What is expected: In the CellChat input guide below, which option should you follow to prepare input data when a Seurat object is available?

[Opening Supplied passage section]

There are several excellent tools to convert between Seurat object, SingleCellExperiment object, and anndata object. Here are two examples: one is Seurat R package from Satija Lab, another is zellkonverter R package from Theis Lab, and sceasy.
Below we shows how to extract the CellChat input files as data matrix from other existing single-cell analysis toolkits, including Seurat and Scanpy.
If the RStudio encounters FATAL ERROR when creating a CellChat object
from a AnnData/Scanpy object, users can save the required data files
data.input and meta in user’s local computer
and then reload them for CellChat analysis.
If the RStudio encounters FATAL ERROR when reading .h5ad file using
zellkonverter::readH5AD, users can first insall the anndata R package
via install.packages("anndata").
CellChat requires two user inputs: one is the gene expression data of cells, and the other is the user assigned cell labels.
For the gene expression data matrix, genes should be in
rows with rownames and cells in columns with colnames. Normalized data
is required as input for CellChat analysis, e.g., library-size
normalization and then log-transformed with a pseudocount of 1. If user
provides count data, we provide a normalizeData function to
account for library size.
For the cell group information, a dataframe with rownames is required as input for CellChat.
In addition to taking a count data matrix as an input, we also provide instructions for how to prepare CellChat input files from other existing single-cell analysis toolkits, including Seurat and Scanpy. Please start to prepare the input data by following option A when the normalized count data and meta data are available, option B when the Seurat object is available, option C when the SingleCellExperiment object is available, and option D when the Scanpy object is available.
load("./tutorial/data_humanSkin_CellChat.rda")

[Closing Supplied passage section]
[Opening Information provided section]

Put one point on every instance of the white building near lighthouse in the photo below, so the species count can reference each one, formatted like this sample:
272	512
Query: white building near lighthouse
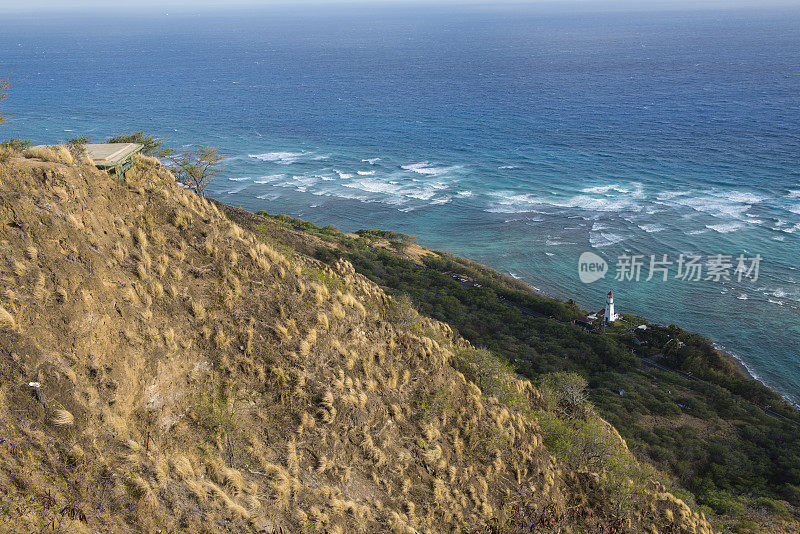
609	314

[Closing Information provided section]

Response box: Option B.